• _Work order_
Retype the records in full, exactly as they stand.

[Saved entries]
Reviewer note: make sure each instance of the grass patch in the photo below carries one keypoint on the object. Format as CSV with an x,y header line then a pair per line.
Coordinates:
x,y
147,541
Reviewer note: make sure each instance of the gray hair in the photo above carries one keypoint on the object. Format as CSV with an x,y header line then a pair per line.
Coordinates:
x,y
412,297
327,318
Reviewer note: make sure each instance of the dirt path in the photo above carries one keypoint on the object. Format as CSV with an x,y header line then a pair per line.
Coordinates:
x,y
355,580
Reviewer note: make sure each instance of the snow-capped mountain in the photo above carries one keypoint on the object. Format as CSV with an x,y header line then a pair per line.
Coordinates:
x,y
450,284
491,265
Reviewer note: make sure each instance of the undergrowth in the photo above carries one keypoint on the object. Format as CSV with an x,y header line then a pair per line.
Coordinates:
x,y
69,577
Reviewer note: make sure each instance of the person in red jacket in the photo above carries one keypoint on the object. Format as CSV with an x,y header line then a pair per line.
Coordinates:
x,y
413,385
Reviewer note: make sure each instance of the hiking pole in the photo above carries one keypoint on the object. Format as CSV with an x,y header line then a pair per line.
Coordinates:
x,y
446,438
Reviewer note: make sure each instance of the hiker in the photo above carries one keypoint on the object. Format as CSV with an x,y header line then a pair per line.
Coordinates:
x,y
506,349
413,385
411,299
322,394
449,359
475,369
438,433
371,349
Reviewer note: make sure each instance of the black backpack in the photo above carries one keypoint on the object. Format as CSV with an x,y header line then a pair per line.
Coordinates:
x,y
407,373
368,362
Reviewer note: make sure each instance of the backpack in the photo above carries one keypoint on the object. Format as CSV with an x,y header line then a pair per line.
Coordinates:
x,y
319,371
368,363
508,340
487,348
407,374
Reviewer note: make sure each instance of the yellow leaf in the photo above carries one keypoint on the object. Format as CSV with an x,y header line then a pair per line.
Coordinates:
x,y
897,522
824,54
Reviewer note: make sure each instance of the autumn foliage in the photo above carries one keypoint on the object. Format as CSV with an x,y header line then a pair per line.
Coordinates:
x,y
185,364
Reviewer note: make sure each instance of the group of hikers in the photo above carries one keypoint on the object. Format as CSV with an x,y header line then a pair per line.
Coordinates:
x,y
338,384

• _Solution to this problem_
Reviewer note: make sure each instance of the grass patch in the photo below carries one keypoint on the object. Format as CSV with an x,y header line then a pair per line.
Coordinates:
x,y
147,541
Reviewer note: make sure each instance of the gray hair in the photo above carries one keypoint on the object. Format as CSV with an x,y header line then a pair per line.
Coordinates:
x,y
412,297
327,318
Reviewer note: make sure each instance of the dirt path in the photo above carries one keypoint on the object. Format as CSV with an x,y header line then a pair per line.
Coordinates:
x,y
355,580
Reviewer note: make sure each instance of the snow-capped mountain in the photo above carries one keypoint on the object. Format as CSV with an x,y header line then a pair per line.
Coordinates:
x,y
450,284
491,265
Reviewer note: make sure each instance of the undergrowth in the photo above carries one keypoint on the object. Format as CSV with an x,y header line then a pair per line.
Coordinates:
x,y
69,577
Reviewer note: make sure each instance of the person in red jacket in the photo above carries one keypoint on the object. Format as CSV with an x,y header line then a pair per line.
Coordinates:
x,y
413,385
Reviewer note: make sure each instance of the hiking pole in the photo above carries one keypoint on the object. Format as CSV with an x,y header line then a pair per line.
Coordinates:
x,y
446,438
Reviewer note: make sure each instance of the hiker in the photo above carries one keypoint on the object. Format as CSV with an x,y header line then a pair per line.
Coordinates:
x,y
506,349
413,385
411,299
322,394
449,359
475,369
438,433
371,349
Reviewer note: make sure each instance of the black backpack in the photo above carries one keypoint on the object. Format as CSV with an x,y header line then a pair per line.
Coordinates:
x,y
407,373
368,362
Reviewer note: make sure each instance of the backpack in the photo above carries one keypoint on the object. Format as CSV with an x,y header line then a pair per line.
Coordinates:
x,y
319,371
368,363
508,340
487,348
407,374
Reviewer note: make sure each instance of the yellow leaf in the photo above carries one keypoint on the object. Format as CSV with an x,y header line then a pair per line.
Coordinates:
x,y
897,522
824,54
Reviewer note: make sure each instance of the autumn foliage in the photo above carries one keypoint on the object. Format as CSV with an x,y header line then a pair per line.
Coordinates:
x,y
185,364
Reviewer note: make sure each instance of the group of hikers in the photo above carries one keypoint on the object. Format as CSV with an x,y header line then a pair per line.
Coordinates:
x,y
338,384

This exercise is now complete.